Poisoning in the home is, unfortunately, a very common thing to occur. Out of the over two million calls a year Poison Control receives, over 80% of the calls are related to children. It’s important that we keep our homes safe for our children. Listed below are some tips to preventing poisoning within your home.
1. Store all medicines and chemicals in a cabinet your children cannot get into. To ensure they can’t get into the harmful chemicals and medicines, place a child lock on the cabinet.
2. Store potential poisons in their original containers. Do not place the poisons in a milk jug or juice bottle. If your child gets hold of it, they will associate the container with something good and be encouraged to ingest the contents.
3. Never mix products. This could create harmful fumes when inhaled.
4. Make sure that your medicines are in childproof bottles. If the child does happen to get hold of the medicine, at least they won’t be able to open the bottle and potentially poison themselves.
5. Keep indoor plants out of reach of your little ones. Some indoor plants may be poisonous when touched or ingested, and a child or a pet are likely going to put these sorts of things in their mouth.

SOURCE MATERIAL —
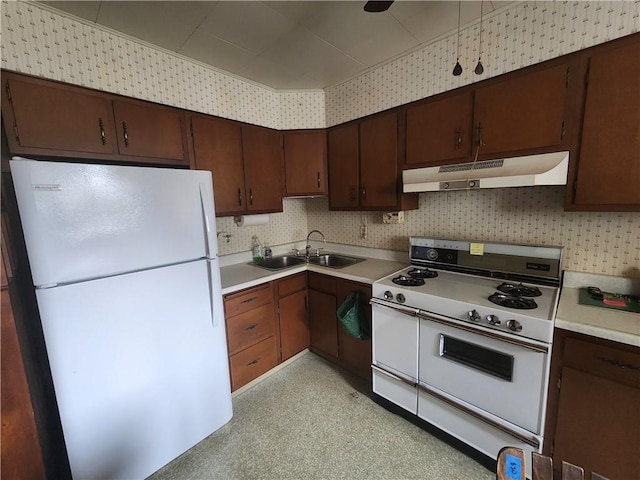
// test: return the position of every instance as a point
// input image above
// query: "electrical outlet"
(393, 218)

...

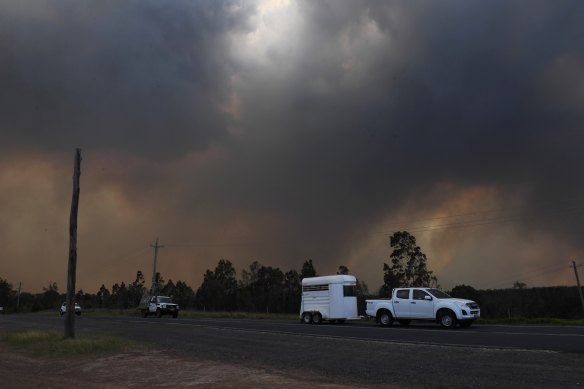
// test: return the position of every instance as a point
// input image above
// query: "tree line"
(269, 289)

EXERCISE — Substitute "tamper-resistant" for "childproof" in the home poisoning tips between "3. Never mix" and "potentially poison themselves.", inclusive, and write out that passage. Rely only on the home poisoning tips when doing these.

EXERCISE SOLUTION —
3. Never mix products. This could create harmful fumes when inhaled.
4. Make sure that your medicines are in tamper-resistant bottles. If the child does happen to get hold of the medicine, at least they won’t be able to open the bottle and potentially poison themselves.